Schwäbische Zeitung (Sigmaringen)
Spannendes Spiel mit der Realität
„Unsane“: Steven Soderbergh hat seinen neuen Film mit einem Smartphone gedreht
Steven Soderbergh ist in Hollywood ein Irrlicht. Mal liefert er Blockbuster wie die „Ocean’s“Serie, dann verkündet er, nie wieder Filme drehen zu wollen. Dann produziert er einen billigen Indiefilm, kurz darauf eine Serie, um anschließend wieder über den ganzen Betrieb herzuziehen. Mit „Unsane – Ausgeliefert“hat er wieder einen Coup gelandet. Er hat seinen Film (fast) komplett mit einem iPhone gedreht. Davon abgesehen ist es ein solider, kleiner Thriller und soll auch eine Kritik am amerikanischen Gesundheitssystem sein.
Denn was seine Heldin Sawyer Valentini (Claire Foy, „The Crown“) da erlebt, kann Soderbergh zufolge jedem passieren, der nicht genau hinsieht. Die junge, smarte Bankerin macht eine Psychotherapie, nachdem sie über längere Zeit von einem Stalker heimgesucht worden ist. Als sie ein Formular unterschreibt, erkennt sie nicht, dass sie damit einer Einweisung in die Psychiatrie zustimmt – die sogleich vollzogen wird. Sie hat das Kleingedruckte nicht gelesen.
Grausames Szenario
Und schon sitzt sie in Anstaltskleidung in einer Zelle, muss entwürdigende Untersuchungen über sich ergehen lassen – und macht alles nur schlimmer, wenn sie diese klassischen Sätze spricht wie „Ich gehöre nicht hierhin!“oder „Ich bin nicht krank!“Ja, klar, das sagen alle dort. Doch es kommt noch schlimmer: Wenige Tage später erkennt sie unter ihren Therapeuten ihren Stalker. Oder ist das nur Einbildung?

> Aufgaben:
a) Fass die Filmkritik zu „Unsane“ in zwei Sätzen zusammen.
b) Gib aus der Filmkritik zu „Unsane“ den Teil Wort für Wort wieder, der mit den Worten „Schwäbische Zeitung (Sigmaringen)“ anfängt und mit „amerikanischen Gesundheitssystem sein.“ aufhört.

[Daten zur Punktlokalisierung]

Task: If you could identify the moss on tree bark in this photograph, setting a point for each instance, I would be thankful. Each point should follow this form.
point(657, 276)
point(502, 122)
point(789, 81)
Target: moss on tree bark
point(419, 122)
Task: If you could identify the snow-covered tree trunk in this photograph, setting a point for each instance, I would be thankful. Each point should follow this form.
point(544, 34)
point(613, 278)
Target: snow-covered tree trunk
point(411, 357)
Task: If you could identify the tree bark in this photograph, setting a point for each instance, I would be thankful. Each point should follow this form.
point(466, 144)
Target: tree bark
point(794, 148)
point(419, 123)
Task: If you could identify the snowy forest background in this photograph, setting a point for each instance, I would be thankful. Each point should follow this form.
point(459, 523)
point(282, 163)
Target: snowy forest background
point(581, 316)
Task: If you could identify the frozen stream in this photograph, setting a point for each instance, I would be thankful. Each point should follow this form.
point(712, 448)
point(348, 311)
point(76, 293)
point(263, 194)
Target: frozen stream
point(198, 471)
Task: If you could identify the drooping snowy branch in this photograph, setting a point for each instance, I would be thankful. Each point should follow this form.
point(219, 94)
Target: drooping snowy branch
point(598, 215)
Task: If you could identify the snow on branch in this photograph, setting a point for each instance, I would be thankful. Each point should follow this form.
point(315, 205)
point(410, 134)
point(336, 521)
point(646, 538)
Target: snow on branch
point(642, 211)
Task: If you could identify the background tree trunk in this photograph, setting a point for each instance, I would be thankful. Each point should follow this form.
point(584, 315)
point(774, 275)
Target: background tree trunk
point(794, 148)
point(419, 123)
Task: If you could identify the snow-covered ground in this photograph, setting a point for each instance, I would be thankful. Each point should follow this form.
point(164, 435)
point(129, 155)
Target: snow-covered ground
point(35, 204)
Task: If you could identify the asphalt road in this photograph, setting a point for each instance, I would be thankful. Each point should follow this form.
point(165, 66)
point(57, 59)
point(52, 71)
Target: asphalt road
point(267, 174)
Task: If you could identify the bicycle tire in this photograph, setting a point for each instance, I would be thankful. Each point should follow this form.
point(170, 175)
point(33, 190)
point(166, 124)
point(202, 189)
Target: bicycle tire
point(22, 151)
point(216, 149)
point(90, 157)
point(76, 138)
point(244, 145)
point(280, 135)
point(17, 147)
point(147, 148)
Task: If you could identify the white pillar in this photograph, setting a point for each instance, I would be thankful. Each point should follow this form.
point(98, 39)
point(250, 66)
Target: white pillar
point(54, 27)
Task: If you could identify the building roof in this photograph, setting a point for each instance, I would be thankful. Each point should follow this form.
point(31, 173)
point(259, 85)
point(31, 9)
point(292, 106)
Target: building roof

> Lösungen:
a) Steven Soderbergh hat den Thriller „Unsane – Ausgeliefert“ fast komplett mit einem iPhone gedreht, und der Film soll auch eine Kritik am amerikanischen Gesundheitssystem sein. Darin stimmt die junge Bankerin Sawyer Valentini, die lange von einem Stalker heimgesucht wurde, mit einer Unterschrift unbemerkt ihrer Einweisung in die Psychiatrie zu und erkennt dort wenige Tage später unter ihren Therapeuten ihren Stalker, wobei offen bleibt, ob das nur Einbildung ist.

b)
Schwäbische Zeitung (Sigmaringen)
Spannendes Spiel mit der Realität
„Unsane“: Steven Soderbergh hat seinen neuen Film mit einem Smartphone gedreht
Steven Soderbergh ist in Hollywood ein Irrlicht. Mal liefert er Blockbuster wie die „Ocean’s“Serie, dann verkündet er, nie wieder Filme drehen zu wollen. Dann produziert er einen billigen Indiefilm, kurz darauf eine Serie, um anschließend wieder über den ganzen Betrieb herzuziehen. Mit „Unsane – Ausgeliefert“hat er wieder einen Coup gelandet. Er hat seinen Film (fast) komplett mit einem iPhone gedreht. Davon abgesehen ist es ein solider, kleiner Thriller und soll auch eine Kritik am amerikanischen Gesundheitssystem sein.